Please answer from the excerpted text: how does CKE currently turn its NEON accumulator lanes into one scalar answer?
[begin Excerpted text]
Public Q6_K × Q8_K dispatch — scalar by default for parity, NEON still compiled

void vec_dot_q6_k_q8_k(int n, float *s, const void *vx, const void *vy)
{
    if (!s || !vx || !vy || n <= 0) {
        return;
    }

    const block_q6_K *x = (const block_q6_K *)vx;
    const block_q8_K *y = (const block_q8_K *)vy;

    /* Keep the public dispatch on the llama-compatible reduction order.
     * The SIMD variants are still exported for direct tests/benchmarks, but
     * their horizontal reduction order can move borderline logits in Qwen3.5
     * long-decode parity. */
    *s = dot_q6_k_q8_k_ref(x, y, n);
}

How the Q6_K NEON path differs from the Q8_0 path

text

Q8_0 path:
  int8 load
  vmull_s8
  vpaddlq_s16
  vaddq_s32
  store lanes + scalar sum

Q6_K path:
  unpack ql + qh into 6-bit signed bytes
  map sub-block scales into svals[]
  vmull_s8(weight, scale)
  vmovl_s8(activation)
  vmull_s16 / vmlal_s16
  vaddq_s32
  store lanes + scalar sum

This is the kernel that makes the TDA4VM story matter. It is not just a toy byte-dot loop. It is a production-style packed-format decode kernel with explicit NEON arithmetic in the hottest part of inference. The public entry point stays on the scalar reduction order for parity, but that does not erase the engineering signal. The NEON kernel exists, compiles, and is available for direct tests and benchmarks.

Scaling from TDA4VM dual A72 to Graviton4 to ARM AGI CPU with 136 Neoverse V3 cores.

The important design choice is that the algorithm stays visible. Nothing about this kernel is opaque to hardware review. Every unpack, widen, multiply, and reduction stage is spelled in ordinary C plus NEON intrinsics.

The Horizontal Reduction Problem

All three ARM kernels in this post eventually hit the same awkward point: SIMD vectors are great at lane-local work, but the kernel finally needs one scalar answer. Today CKE handles that with the most portable approach possible on NEON: store the accumulator lanes to memory and add them in scalar code.

This is not a design flaw. It is a revealing ISA detail. In the x86 SIMD discussion, AVX-512 made reductions much cleaner than AVX1. ARM has a similar story: baseline NEON often uses manual lane collapse, while later ARMv8.1+ cores expose helpers like vaddvq_s32 that make the final reduction tighter.

Manual horizontal reduction in the current NEON kernels

int32_t lanes[4];
vst1q_s32(lanes, acc);
const int sumi = lanes[0] + lanes[1] + lanes[2] + lanes[3];

AVX1 helper — x86 had the same problem before AVX-512

#if defined(__AVX__) && !defined(__AVX512F__)
[end Excerpted text]
[begin Records]
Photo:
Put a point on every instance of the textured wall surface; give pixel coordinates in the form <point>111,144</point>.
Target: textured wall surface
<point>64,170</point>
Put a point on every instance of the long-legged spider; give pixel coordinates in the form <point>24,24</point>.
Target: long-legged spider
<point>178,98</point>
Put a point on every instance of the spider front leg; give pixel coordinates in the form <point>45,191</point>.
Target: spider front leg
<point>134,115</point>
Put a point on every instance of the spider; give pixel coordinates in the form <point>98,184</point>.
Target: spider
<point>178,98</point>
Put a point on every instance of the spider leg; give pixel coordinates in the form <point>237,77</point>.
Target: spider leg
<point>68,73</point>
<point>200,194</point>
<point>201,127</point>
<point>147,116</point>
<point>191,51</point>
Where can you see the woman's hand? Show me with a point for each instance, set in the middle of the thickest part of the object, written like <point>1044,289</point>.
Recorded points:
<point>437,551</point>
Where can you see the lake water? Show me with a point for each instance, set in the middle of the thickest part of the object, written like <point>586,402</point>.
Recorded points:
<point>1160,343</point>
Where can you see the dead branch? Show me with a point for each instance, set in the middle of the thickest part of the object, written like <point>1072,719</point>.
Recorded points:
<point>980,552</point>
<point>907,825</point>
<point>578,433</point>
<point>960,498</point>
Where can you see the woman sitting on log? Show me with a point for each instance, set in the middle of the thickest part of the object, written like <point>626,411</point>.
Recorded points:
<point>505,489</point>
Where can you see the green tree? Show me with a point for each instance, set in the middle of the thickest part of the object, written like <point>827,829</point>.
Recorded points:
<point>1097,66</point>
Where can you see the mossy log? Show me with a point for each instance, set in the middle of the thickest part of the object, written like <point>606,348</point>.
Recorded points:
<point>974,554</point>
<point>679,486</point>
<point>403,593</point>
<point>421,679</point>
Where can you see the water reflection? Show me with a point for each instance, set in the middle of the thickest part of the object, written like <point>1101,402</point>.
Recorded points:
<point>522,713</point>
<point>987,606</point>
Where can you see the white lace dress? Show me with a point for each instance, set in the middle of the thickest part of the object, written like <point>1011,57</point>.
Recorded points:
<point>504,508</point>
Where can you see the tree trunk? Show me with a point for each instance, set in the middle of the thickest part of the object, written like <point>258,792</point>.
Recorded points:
[end Records]
» **Solution**: It stores the accumulator lanes to memory and adds them in scalar code.